### 抜粋
医療介入とは 93 <「医療を使わない助産」のようなものの幻想と幻滅>

「写真でわかる助産技術」
(監修 平澤恵美子、村上睦子、インターメディカ、2012年3月)
サブタイトルが「・・・妊産婦の主体性を大切にしたケア、安全で母子に優しい助産のわざ・・・」とあります。


「医療介入とは」の記事を書くために書店で見つけたもので、こちらこちらの記事などで引用しました。


たしかに写真が多く、特に初学者にはわかりやすいと思います。


日本赤十字看護大学、大学院の教授が監修しているので、おそらく撮影場所は新築の日本赤十字医療センターかと思います。
分娩時の緊急対応から新生児の蘇生法まで、最新の設備や方法がわかりやすく書かれています。


ところが、「妊産婦に対する基本的な助産技術」「分娩時の助産技術」「新生児期の助産技術」の3部構成のうち、なぜか「妊産婦に対する基本的な助産技術」だけは助産院での撮影、開業助産師による説明になっています。


「問診」は和室の診察室で行われていて、お腹の大きい妊婦さんが正座をしている写真に、窮屈そうな姿勢だなぁという違和感を感じました。
そしてトラウベでの胎児心音聴取の写真が・・・。


まぁいいですけれど、問題は助産技術と代替療法が混然とした内容であることです。
ある意味「自律した助産師」という屈折した職業像が見えてくるようなテキストといえるかもしれません。


<手技療法と医業類似行為>


「レオポルド」「ザイツ法」といった腹部の触診法の説明までは、写真とともにわかりやすい構成ではあると思います。


ところが「全身の触診」では、「マッサージの技法を取り入れながら全身に触れることで、各部の凝りの有無を確認し、日常生活の見直しを行い、改善への気づきをする」という説明になっています。


そして「1.足の裏全体を大まかに指圧する」「2.足首の内回転・外回転を行う」「3.下肢後面の触診・マッサージ」「4.下肢内側・外側の触診・マッサージ」「5.手掌の指圧」「6.上肢内側の触診・マッサージ」「7.両肩の押し開き」「7.両下肢開脚の左右差を観察」(7がダブっているのは原文どおり)「8.頭全体の触診・マッサージ」「9.耳介の触診・マッサージ」「10.胸鎖乳突筋の停止部、顎間接、頚部の触診・マッサージ」「11.軽く頚部を牽引してストレッチ」「12.背部の触診・マッサージ」とあります。

### 課題の要件
(a) 抜粋の内容と次の(i)〜(iii)が合っているか、それぞれ「はい」か「いいえ」で答えよ。判断の決め手となる抜粋の語句もそのまま引用すること。
(i) この本の版元はインターメディカで、2012年3月に出ている。
(ii) この本は3部すべてが助産院で撮影されている。
(iii) 「問診」は和室の診察室で行われている。
(b) 抜粋について、次の問いに一行ずつ答えよ。
(i) この本の監修者は誰か。
(ii) 筆者はこの本をどこで見つけたか。
(iii) 「全身の触診」の手順で、最初に挙げられているものは何か。
(c) 助産技術の本を扱った抜粋を、最後の文の後から書き進めよ。
項目はこの課題では使わない。

### 表示情報

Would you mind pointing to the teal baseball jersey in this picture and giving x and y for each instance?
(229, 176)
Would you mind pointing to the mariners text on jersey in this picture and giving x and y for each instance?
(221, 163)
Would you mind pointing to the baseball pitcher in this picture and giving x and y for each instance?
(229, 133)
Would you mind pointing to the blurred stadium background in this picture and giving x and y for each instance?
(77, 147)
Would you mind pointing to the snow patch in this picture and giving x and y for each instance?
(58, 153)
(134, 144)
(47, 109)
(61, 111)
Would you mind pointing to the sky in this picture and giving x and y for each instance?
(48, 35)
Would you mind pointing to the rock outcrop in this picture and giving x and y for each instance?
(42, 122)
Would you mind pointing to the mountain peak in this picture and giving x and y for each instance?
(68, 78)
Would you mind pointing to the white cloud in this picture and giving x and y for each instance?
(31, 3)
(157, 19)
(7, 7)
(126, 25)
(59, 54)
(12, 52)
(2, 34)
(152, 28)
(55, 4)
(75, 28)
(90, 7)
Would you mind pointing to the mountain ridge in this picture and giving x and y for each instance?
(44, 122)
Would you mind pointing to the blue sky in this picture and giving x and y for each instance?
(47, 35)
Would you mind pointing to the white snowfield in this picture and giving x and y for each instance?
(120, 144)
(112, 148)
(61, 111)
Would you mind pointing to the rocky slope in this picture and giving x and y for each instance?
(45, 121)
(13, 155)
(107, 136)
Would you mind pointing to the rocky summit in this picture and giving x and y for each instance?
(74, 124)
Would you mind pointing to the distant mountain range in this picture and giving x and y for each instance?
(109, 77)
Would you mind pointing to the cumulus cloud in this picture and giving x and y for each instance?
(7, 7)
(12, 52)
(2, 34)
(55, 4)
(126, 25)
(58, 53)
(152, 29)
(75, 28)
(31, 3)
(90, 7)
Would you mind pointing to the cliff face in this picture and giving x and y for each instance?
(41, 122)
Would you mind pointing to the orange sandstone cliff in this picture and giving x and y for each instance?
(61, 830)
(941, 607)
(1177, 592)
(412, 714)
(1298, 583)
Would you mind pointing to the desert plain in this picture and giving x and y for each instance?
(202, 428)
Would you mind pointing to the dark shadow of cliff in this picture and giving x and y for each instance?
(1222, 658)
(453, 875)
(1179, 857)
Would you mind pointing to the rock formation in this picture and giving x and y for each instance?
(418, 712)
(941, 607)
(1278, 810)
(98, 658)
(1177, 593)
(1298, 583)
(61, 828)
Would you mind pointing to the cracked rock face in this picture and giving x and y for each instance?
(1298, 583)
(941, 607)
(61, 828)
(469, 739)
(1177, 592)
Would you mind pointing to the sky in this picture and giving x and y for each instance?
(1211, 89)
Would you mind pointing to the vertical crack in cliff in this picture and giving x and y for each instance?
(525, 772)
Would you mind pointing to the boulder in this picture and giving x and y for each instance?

### 模範解答
(a)
(i) はい。「(監修 平澤恵美子、村上睦子、インターメディカ、2012年3月)」
(ii) いいえ。「なぜか「妊産婦に対する基本的な助産技術」だけは助産院での撮影、開業助産師による説明になっています」
(iii) はい。「「問診」は和室の診察室で行われていて」

(b)
(i) 平澤恵美子、村上睦子
(ii) 書店
(iii) 足の裏全体を大まかに指圧する

(c)
妊婦さんは大きなお腹を支えるので、肩や背中が凝るし、足もつりやすいので適度な圧でさすってもらうと気持ちがよいことでしょう。


ただし、その行為に「触診」をしてなんらかの医学的な判断をして日常生活へのアドバイスを行うとなると、それはあきらかに助産師の業を越えたものになります。
特に「指圧、マッサージ」という表現は、医業類似行為のあはき法に抵触する可能性もあります。


その具体的な「日常生活の見直し」「改善への気づき」という部分をいくつかあげてみます。

3.下肢後面の触診・マッサージ
⇒足首を固定し、軽く牽引しながら、足首から臀部に向かって行う。膝の裏に凝り、痛みがある場合は、腰痛との関連を聞き、妊娠後期の姿勢や立ち振る舞い、冷えを改善する。

5.手掌の指圧
⇒温冷・乾湿などを確認する。足は冷たくても、手は温かい人が多い。
冷たい場合は、日常生活を確認し、冷えの解消につながる提案をする。

POINT 唾液腺の部分が硬い場合
・咀嚼回数が少ないと、唾液腺の分泌不足により、硬く触れる
・一口ずつを味わいながら、30回はかんでみるように勧める。

触っただけで、そんなにわかるものでしょうか?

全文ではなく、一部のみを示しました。